━━━ Selection

# Track Joints - Blend by sanding or leave alone?



## spacomp92653 (Jul 5, 2018)

I just replaced my HO Atlas Code 83 track with new Kato Unitrack. I did not use cork roadbed, and laid it down on very smooth, flat 3/4" birch plywood. The joints snap together nicely, but I find that one rail will be perfectly mated up and the other rail will create a vertical 'step' with the mating rail. Out of 18 joints, not one is perfectly smooth, the step is only about 0.015-0.025" but it is there.

I've tried different combinations of various track pieces, and even laid them out on a granite surface plate at work, and there is always some degree of mismatch. So, my questions, how much mismatch is acceptable? 

Is it a good idea to sand down each joint til it is smooth?

The track is nice, the rails butt up nicely, no gap between the rails, and not too much lateral mismatch side to side, the only real mismatch is vertical. Can you tell I'm a rookie?


----------



## Tom_C (Jan 8, 2016)

I don't have unitrack, but it sounds to me that the joiners aren't connected properly and one rail is sitting on top of the joiner, not within it.

━━━━━━

• Requirement A:
Rewrite the part of the track joints post that begins at the words "Is it a good" and ends after "I'm a rookie?", putting "beginner" in place of "rookie".
• Requirement B:
According to the track joints post, how large is the vertical step at the joints?
The records are not needed.

━━━ Entries provided

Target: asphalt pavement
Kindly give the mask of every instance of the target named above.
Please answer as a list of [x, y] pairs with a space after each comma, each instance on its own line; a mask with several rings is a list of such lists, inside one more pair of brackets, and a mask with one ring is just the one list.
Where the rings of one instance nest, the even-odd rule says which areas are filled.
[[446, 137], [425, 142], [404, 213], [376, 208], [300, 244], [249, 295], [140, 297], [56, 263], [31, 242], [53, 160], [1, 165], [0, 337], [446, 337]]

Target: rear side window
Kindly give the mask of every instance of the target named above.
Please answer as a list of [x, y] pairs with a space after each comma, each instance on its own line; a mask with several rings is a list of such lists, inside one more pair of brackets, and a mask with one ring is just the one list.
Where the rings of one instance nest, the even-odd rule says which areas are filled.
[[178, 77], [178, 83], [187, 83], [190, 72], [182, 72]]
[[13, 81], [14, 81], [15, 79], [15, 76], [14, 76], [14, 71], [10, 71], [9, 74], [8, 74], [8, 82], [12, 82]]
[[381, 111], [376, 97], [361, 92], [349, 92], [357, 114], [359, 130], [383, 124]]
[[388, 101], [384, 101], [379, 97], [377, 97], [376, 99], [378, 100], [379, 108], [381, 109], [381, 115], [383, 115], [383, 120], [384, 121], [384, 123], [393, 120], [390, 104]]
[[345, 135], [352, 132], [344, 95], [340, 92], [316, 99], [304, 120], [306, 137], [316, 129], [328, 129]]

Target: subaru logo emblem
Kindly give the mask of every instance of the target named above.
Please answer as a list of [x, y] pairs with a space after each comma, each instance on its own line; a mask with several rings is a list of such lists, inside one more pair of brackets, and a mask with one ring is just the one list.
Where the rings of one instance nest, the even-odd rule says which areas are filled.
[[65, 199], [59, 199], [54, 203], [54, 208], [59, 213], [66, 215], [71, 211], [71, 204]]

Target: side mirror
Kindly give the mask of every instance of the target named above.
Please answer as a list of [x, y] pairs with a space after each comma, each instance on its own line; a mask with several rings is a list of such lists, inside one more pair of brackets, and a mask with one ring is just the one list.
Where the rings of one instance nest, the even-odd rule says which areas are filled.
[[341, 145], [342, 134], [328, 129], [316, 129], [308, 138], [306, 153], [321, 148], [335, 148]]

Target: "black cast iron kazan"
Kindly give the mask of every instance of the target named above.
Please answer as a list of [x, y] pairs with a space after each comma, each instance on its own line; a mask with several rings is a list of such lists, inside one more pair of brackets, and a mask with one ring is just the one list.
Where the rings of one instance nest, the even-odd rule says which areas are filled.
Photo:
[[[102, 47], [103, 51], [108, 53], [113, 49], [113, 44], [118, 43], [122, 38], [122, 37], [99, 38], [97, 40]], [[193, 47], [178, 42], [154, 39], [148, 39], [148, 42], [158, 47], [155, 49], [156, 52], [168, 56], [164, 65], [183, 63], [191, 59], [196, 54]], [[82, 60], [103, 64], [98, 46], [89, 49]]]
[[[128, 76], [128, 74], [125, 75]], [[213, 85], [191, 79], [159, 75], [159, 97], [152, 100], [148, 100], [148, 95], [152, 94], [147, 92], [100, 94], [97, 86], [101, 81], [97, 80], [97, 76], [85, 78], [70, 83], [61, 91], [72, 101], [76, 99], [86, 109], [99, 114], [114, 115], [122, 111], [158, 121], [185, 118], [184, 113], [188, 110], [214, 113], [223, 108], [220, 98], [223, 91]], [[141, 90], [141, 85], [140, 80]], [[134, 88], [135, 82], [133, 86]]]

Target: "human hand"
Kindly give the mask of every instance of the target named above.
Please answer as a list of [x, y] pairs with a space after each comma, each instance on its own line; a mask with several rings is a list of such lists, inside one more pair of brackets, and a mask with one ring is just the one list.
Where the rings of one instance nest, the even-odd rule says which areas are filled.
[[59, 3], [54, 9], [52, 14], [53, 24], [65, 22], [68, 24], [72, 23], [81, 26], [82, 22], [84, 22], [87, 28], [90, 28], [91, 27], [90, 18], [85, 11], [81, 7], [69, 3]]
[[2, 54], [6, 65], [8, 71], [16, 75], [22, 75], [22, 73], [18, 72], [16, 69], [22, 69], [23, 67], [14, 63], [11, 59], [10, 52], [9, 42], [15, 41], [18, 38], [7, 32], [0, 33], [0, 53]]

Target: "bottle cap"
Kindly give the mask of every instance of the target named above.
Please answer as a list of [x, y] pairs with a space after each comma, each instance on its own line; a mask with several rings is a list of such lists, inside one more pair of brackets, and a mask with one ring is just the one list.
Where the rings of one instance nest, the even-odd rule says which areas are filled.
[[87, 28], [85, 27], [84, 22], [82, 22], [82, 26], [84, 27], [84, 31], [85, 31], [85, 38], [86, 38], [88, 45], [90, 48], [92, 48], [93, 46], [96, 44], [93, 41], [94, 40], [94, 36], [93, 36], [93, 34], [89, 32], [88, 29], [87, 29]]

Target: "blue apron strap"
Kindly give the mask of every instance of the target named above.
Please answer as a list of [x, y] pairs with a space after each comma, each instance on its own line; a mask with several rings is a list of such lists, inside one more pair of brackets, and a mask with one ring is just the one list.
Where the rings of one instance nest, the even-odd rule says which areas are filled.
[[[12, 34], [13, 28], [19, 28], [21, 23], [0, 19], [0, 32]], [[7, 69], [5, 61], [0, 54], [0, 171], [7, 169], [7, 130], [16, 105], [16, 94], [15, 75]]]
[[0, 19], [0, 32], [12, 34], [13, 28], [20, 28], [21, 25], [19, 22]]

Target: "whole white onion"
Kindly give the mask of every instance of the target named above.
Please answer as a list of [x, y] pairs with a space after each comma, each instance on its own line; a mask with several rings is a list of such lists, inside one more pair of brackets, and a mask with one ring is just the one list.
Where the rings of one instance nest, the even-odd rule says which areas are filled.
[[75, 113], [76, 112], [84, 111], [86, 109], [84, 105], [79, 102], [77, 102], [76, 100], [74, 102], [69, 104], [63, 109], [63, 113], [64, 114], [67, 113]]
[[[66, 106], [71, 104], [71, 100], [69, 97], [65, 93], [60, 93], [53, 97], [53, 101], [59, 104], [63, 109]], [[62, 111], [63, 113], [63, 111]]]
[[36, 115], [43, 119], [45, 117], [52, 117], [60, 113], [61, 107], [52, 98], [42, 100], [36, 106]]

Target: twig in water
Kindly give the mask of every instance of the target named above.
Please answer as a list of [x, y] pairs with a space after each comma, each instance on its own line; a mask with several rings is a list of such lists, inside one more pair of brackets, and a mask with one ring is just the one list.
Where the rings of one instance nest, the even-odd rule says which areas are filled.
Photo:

━━━━━━

• Full solution A:
Is it a good idea to sand down each joint til it is smooth?

The track is nice, the rails butt up nicely, no gap between the rails, and not too much lateral mismatch side to side, the only real mismatch is vertical. Can you tell I'm a beginner?

• Full solution B:
About 0.015 to 0.025 inches.